── Text under study ──

Hawaii Bets $45M on Training Doctors in the Remote Communities They'll Serve
A new federal program targets the neighbor islands' chronic physician shortage by embedding medical education in the rural communities that need doctors most.
Hawaii is launching a $45 million overhaul of its rural healthcare system, targeting the chronic physician shortages and access gaps that have left neighbor island residents flying to Honolulu, or worse, going without care.
The challenge is one no other state faces quite the same way. About 400,000 Hawaiians live on islands outside Oahu, spread across 1,500 miles of Pacific Ocean. The vast majority of specialists and advanced medical facilities are concentrated in Honolulu, and when a patient on Molokai or in rural Hawaii Island needs emergency or specialty care, an inter-island air ambulance alone can cost more than $30,000. Communities like Molokai and Lanai have struggled to keep facilities staffed and funded for years, and the 2023 Maui wildfires, which killed 102 people and overwhelmed the island's already strained health system, made clear just how fragile that infrastructure is.
The federal program, funded through the Centers for Medicare and Medicaid Services, is being run directly out of the Governor's office, a signal of how seriously the state is treating it. That's notable in part because Governor Josh Green is himself a physician who spent years practicing emergency medicine in some of Hawaii's most remote communities, including Ka'u on Hawaii Island, one of the state's most underserved areas.

───
── Data listing ──

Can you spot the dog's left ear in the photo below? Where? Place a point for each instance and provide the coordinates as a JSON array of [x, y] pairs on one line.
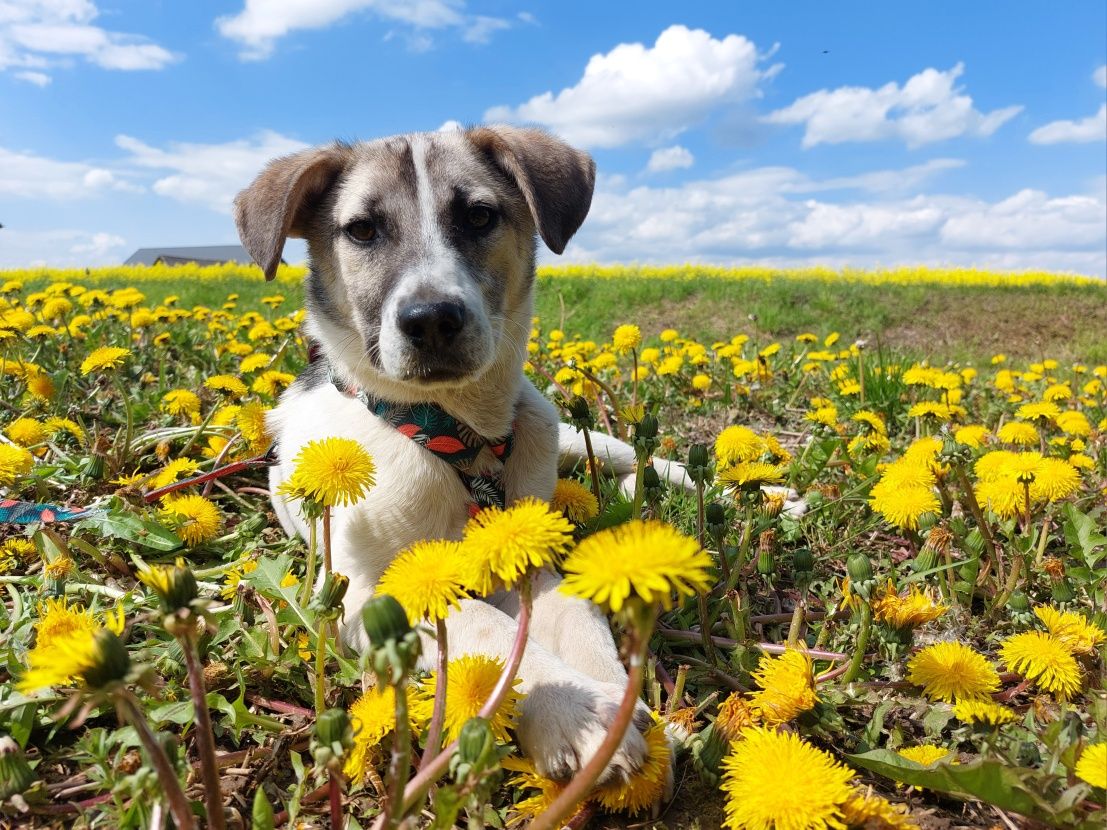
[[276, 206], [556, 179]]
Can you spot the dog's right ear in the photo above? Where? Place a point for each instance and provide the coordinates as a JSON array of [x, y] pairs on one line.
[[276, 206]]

───
── Data listing ──

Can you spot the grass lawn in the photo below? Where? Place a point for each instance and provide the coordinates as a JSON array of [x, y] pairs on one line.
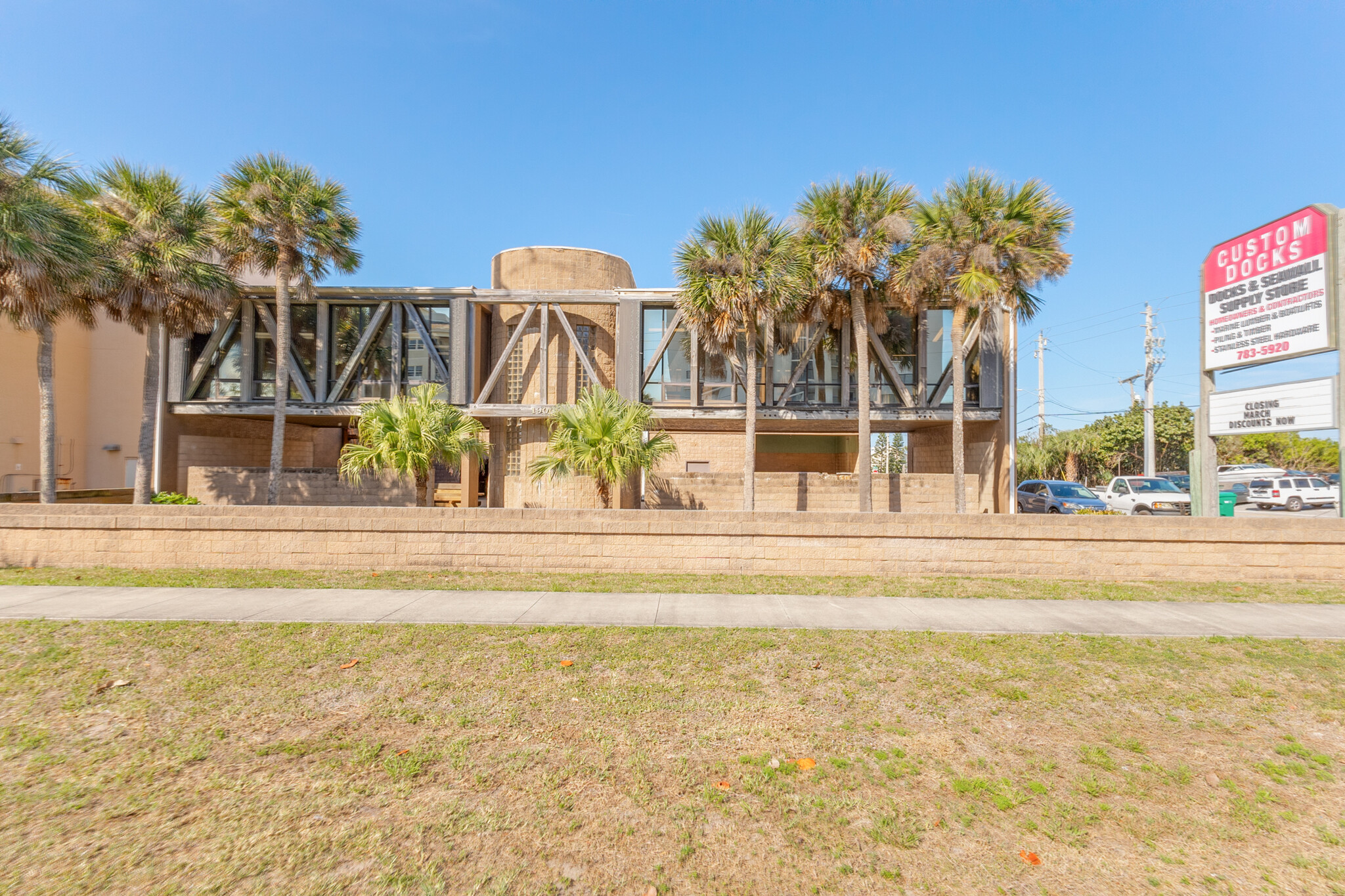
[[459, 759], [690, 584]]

───
── Data listing ──

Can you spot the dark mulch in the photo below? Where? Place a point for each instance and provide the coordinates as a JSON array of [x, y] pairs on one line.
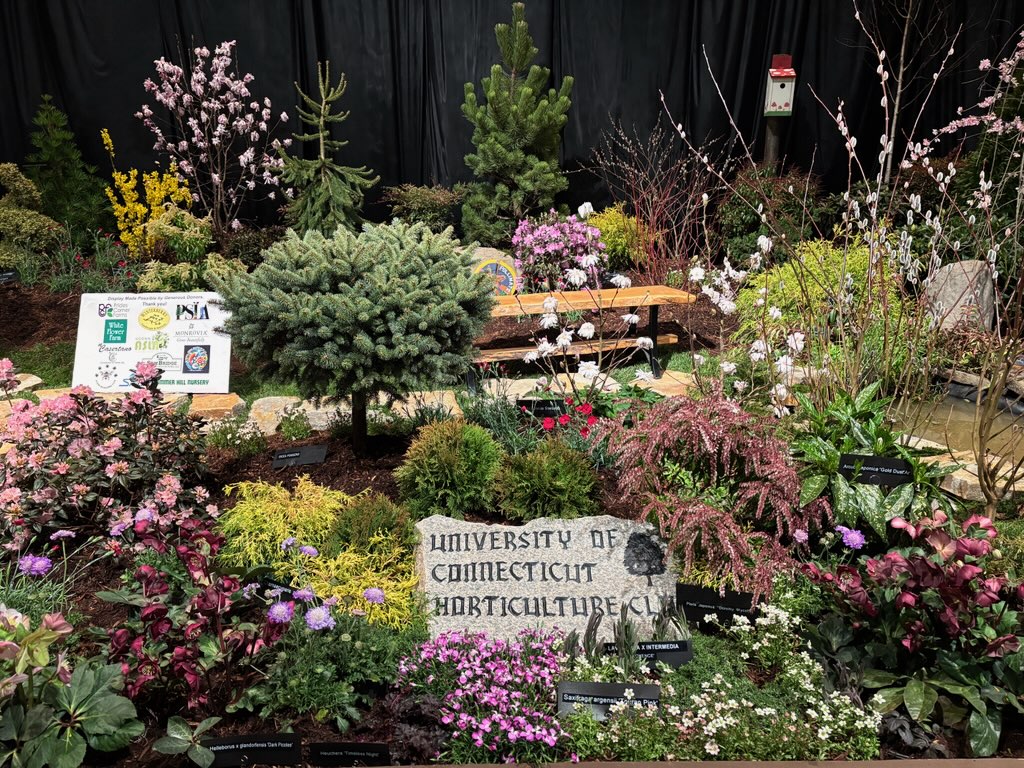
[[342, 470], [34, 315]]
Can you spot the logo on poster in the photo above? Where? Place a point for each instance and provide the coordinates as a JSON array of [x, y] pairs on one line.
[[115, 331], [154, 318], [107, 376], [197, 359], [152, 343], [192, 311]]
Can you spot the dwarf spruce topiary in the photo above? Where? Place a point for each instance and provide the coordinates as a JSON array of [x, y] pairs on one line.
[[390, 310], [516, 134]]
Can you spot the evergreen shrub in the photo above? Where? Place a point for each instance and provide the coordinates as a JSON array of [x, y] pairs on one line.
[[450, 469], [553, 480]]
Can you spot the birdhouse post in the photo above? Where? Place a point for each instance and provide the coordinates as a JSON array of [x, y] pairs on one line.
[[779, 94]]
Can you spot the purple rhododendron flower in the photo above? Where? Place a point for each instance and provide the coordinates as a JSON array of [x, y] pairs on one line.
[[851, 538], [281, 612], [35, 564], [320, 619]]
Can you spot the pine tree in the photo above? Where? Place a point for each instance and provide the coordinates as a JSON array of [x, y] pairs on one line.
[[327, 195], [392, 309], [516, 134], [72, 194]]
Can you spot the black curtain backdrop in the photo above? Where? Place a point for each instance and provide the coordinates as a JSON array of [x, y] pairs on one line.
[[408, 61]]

───

_Your goal_: Copy out the article about Hawaii's $45 million rural healthcare program word for word, from the headline through the final sentence.

_Reply_:
Hawaii Bets $45M on Training Doctors in the Remote Communities They'll Serve
A new federal program targets the neighbor islands' chronic physician shortage by embedding medical education in the rural communities that need doctors most.
Hawaii is launching a $45 million overhaul of its rural healthcare system, targeting the chronic physician shortages and access gaps that have left neighbor island residents flying to Honolulu, or worse, going without care.
The challenge is one no other state faces quite the same way. About 400,000 Hawaiians live on islands outside Oahu, spread across 1,500 miles of Pacific Ocean. The vast majority of specialists and advanced medical facilities are concentrated in Honolulu, and when a patient on Molokai or in rural Hawaii Island needs emergency or specialty care, an inter-island air ambulance alone can cost more than $30,000. Communities like Molokai and Lanai have struggled to keep facilities staffed and funded for years, and the 2023 Maui wildfires, which killed 102 people and overwhelmed the island's already strained health system, made clear just how fragile that infrastructure is.
The federal program, funded through the Centers for Medicare and Medicaid Services, is being run directly out of the Governor's office, a signal of how seriously the state is treating it. That's notable in part because Governor Josh Green is himself a physician who spent years practicing emergency medicine in some of Hawaii's most remote communities, including Ka'u on Hawaii Island, one of the state's most underserved areas.